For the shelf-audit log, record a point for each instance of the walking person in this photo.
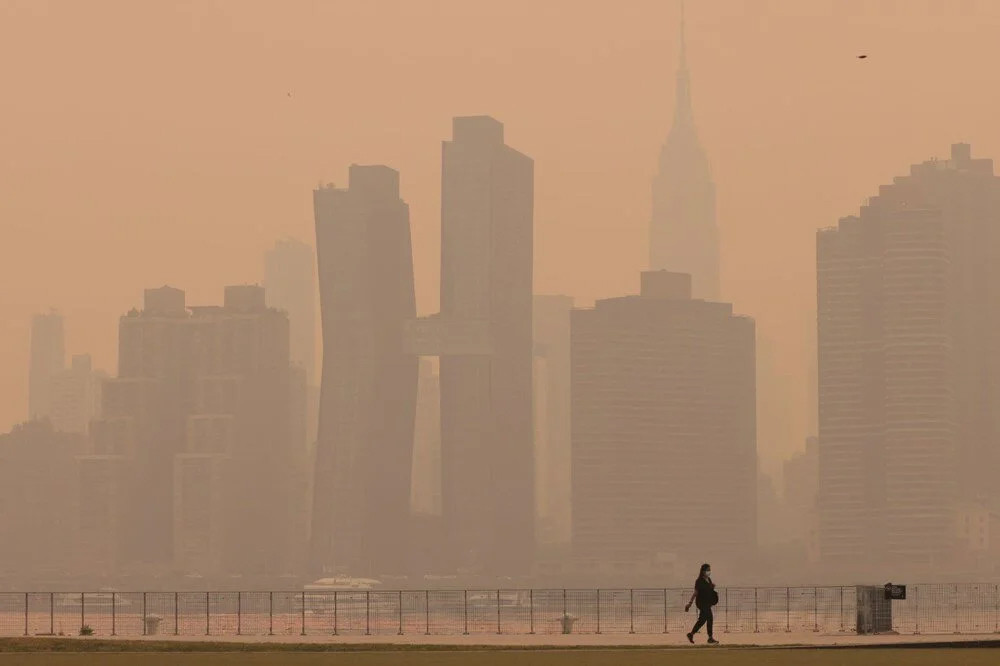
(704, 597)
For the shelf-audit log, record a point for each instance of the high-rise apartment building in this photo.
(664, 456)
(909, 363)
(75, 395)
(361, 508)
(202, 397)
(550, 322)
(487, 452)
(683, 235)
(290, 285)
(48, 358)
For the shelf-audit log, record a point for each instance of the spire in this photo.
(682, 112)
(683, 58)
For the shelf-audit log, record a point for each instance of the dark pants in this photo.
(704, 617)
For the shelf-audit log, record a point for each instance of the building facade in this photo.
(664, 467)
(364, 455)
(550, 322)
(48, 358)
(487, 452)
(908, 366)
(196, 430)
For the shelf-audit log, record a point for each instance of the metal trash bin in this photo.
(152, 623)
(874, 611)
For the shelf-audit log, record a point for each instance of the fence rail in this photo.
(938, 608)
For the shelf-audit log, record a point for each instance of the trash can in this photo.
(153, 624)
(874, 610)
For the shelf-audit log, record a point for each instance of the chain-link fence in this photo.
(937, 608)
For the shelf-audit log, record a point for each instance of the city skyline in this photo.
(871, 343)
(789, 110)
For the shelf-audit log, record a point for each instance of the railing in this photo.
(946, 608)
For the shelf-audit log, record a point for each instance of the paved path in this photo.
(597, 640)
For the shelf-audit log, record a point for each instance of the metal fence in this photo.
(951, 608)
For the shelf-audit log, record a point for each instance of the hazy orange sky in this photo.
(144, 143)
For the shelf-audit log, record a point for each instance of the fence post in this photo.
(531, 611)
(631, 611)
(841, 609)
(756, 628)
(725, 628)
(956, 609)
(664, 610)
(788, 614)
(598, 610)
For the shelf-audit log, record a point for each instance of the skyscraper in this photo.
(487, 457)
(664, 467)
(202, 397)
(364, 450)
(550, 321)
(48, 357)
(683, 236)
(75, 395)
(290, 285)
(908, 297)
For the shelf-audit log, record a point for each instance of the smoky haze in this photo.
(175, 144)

= = = = = = =

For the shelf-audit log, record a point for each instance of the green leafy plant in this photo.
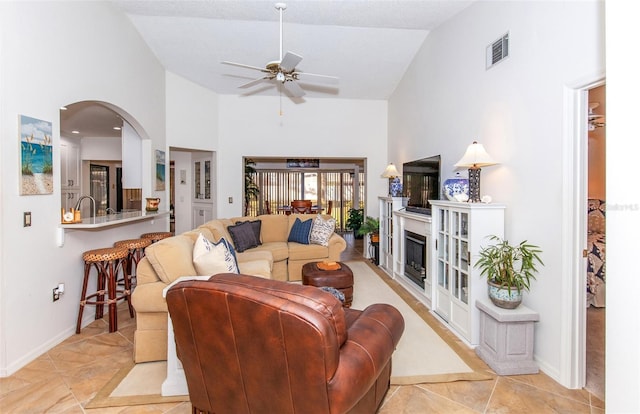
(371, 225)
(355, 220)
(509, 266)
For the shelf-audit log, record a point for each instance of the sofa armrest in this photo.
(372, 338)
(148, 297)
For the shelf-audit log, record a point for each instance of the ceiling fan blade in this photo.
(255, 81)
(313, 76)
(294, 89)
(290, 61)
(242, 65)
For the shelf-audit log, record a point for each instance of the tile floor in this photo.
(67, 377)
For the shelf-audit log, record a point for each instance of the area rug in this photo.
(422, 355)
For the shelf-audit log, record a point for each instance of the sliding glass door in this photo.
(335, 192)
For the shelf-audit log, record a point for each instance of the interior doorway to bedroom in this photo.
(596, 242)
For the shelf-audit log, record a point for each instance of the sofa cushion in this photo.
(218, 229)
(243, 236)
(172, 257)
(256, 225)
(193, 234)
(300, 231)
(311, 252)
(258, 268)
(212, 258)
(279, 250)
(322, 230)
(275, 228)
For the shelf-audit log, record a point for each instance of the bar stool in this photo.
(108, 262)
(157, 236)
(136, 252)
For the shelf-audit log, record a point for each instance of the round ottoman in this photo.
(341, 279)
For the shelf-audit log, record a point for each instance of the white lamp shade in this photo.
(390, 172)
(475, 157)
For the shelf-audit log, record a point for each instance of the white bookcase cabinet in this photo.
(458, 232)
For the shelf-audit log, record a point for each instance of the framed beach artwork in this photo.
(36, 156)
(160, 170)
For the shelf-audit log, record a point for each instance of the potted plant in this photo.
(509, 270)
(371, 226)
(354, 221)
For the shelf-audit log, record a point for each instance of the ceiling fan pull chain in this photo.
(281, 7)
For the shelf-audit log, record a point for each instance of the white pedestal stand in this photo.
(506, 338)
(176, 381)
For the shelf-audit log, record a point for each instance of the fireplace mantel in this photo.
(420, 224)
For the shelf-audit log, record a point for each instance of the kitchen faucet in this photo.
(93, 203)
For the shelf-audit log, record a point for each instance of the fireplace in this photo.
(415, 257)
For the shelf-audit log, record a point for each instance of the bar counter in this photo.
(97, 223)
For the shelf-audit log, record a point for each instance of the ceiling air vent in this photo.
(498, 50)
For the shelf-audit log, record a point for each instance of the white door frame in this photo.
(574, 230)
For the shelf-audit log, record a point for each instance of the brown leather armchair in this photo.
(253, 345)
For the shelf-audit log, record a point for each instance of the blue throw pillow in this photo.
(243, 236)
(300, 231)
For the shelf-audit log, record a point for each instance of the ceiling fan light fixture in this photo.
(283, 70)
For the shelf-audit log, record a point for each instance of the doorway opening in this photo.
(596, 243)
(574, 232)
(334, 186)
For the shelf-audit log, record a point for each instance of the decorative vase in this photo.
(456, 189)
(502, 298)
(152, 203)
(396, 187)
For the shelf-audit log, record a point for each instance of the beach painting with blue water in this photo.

= = = = = = =

## EXERCISE REQUIREMENTS
Report every line of the data above that contains the word "doorway", copying each one in full.

## RESULT FOR THIS EXERCISE
For the shelf-audit log, record a point for each instance of the interior doorway to bedroom in this photo.
For the shelf-audit log, record a point for each instance of the doorway opening in this photo.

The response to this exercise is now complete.